### TASK DETAILS
Transcribe every record that appears below, exactly and in full.

### MATERIAL SUPPLIED
——
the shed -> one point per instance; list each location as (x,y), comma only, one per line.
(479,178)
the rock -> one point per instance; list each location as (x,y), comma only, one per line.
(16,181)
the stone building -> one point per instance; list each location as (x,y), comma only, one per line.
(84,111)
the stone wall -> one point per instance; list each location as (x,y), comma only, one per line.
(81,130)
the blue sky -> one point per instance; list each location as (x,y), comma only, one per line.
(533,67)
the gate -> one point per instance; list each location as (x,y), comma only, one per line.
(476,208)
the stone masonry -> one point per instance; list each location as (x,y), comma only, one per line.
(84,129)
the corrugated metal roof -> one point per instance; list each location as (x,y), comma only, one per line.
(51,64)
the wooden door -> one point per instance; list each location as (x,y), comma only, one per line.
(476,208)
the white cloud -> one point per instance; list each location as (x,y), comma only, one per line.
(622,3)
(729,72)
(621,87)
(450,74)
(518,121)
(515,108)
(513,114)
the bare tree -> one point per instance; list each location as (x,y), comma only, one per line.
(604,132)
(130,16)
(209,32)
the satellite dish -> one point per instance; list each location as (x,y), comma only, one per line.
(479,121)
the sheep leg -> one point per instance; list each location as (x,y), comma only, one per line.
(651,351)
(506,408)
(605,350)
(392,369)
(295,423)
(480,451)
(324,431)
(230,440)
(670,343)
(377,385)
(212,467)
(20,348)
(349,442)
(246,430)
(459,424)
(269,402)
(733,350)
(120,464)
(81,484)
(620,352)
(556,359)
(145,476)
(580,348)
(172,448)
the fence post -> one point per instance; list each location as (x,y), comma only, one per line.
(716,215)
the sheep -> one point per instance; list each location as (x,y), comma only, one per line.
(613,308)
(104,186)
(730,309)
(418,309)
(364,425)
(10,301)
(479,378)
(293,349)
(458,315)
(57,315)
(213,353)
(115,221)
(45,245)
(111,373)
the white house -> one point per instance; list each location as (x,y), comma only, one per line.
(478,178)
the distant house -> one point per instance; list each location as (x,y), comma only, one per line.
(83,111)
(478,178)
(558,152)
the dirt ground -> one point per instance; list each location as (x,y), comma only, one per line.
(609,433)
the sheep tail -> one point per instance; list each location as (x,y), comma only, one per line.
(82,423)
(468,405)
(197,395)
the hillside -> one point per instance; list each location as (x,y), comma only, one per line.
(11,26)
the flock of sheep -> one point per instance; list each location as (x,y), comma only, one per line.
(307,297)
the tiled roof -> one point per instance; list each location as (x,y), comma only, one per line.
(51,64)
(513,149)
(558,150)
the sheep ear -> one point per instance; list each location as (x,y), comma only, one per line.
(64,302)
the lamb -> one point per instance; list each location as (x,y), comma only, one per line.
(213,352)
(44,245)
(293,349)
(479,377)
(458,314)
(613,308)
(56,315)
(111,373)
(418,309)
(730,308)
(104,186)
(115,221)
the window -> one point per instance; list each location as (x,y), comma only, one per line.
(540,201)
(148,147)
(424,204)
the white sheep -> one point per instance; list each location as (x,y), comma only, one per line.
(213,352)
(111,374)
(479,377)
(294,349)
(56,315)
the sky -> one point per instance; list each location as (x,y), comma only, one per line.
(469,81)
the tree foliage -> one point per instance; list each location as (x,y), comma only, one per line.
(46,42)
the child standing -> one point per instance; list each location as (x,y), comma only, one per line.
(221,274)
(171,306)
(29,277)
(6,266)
——
### WRITTEN RESPONSE
the shed -> one point per instance; list each location as (x,y), comma only, one per line.
(479,178)
the rock -> one point per instance; list each location as (x,y), comma only, one per line.
(16,181)
the stone building -> one point per instance; list each location as (x,y), comma only, one per line.
(84,111)
the stone wall -> one point per instance; list each location as (x,y), comma only, one per line.
(81,130)
the blue sky -> one point per instance; list each location as (x,y), comma only, one per line.
(533,67)
the gate -> one point per instance; list each location as (x,y), comma only, one per line.
(476,208)
the stone masonry -> one point per instance; list each location as (x,y), comma only, one per line.
(84,129)
the corrugated metal roof -> one point per instance; list each location as (x,y), comma only, one per line.
(51,64)
the wooden door -> one point per instance; list each location as (x,y), comma only, one per line.
(476,208)
the white cloud -> one point per instance; list each location as (x,y), comma only, one per line.
(622,3)
(729,72)
(621,87)
(450,74)
(518,121)
(515,108)
(513,114)
the bare tree -> one point per instance; list each location as (x,y), comma only, one per line.
(604,132)
(130,16)
(209,32)
the satellite dish -> one point per instance; list each location as (x,y), comma only, one per line.
(479,121)
the sheep leg -> one point per instance; list each location as (x,y), comma only, one per line.
(651,351)
(506,408)
(605,350)
(392,369)
(295,423)
(480,451)
(324,431)
(230,440)
(670,343)
(377,385)
(212,467)
(20,348)
(349,442)
(246,430)
(459,424)
(269,402)
(733,350)
(120,464)
(81,484)
(620,352)
(556,359)
(145,476)
(580,348)
(172,448)
the fence post -> one point per instance; list each location as (x,y), comma only, one per line.
(716,215)
the sheep -> one point per instance; list each location as (x,y), comma only, one per line.
(613,308)
(104,186)
(730,309)
(418,309)
(364,425)
(10,301)
(479,378)
(293,349)
(458,315)
(57,315)
(213,353)
(115,221)
(45,245)
(111,373)
the white house -> one point per instance; list each location as (x,y), comma only, one per line.
(478,178)
the distant house -> one point per instance; list each location as (x,y), comma only, one per line.
(83,111)
(478,178)
(558,152)
the dirt ground -> one point per instance; list each location as (x,y), comma only, one per line.
(609,433)
the sheep tail -> one point per instance; list each location as (x,y), comma only, one per line.
(82,423)
(468,405)
(197,395)
the hillside -> one point per instance; list each location as (x,y), comma only, one per line.
(11,26)
the flock of sheep -> one point per instance; list each location as (x,y), comma only, one per line.
(307,297)
the tiled roof -> one point per instance; list each location as (x,y), comma only, one per line.
(51,64)
(513,149)
(558,150)
the sheep ear -> one point per instance; list each location as (x,y), comma only, one per line.
(64,302)
the lamb -> one point per instance; list each location as (x,y), comma only, one per line.
(213,352)
(44,245)
(293,349)
(479,377)
(458,314)
(613,308)
(56,315)
(111,373)
(418,309)
(730,308)
(104,186)
(115,221)
the window -> one point per instance; list each location as (x,y), comma only, one per line.
(540,201)
(148,147)
(424,204)
the white sheep -> one point per instance; list each location as (x,y), comma only, one per line.
(213,352)
(111,374)
(479,377)
(294,349)
(56,315)
the sky -> one point per instance; list each location as (x,y), comma only, one per line.
(469,81)
the tree foliage -> one point per instance; list each location as (x,y), comma only, one per line.
(46,42)
the child standing -> one point per instance; list each location as (x,y), comma only, one per line.
(221,274)
(171,306)
(29,277)
(6,266)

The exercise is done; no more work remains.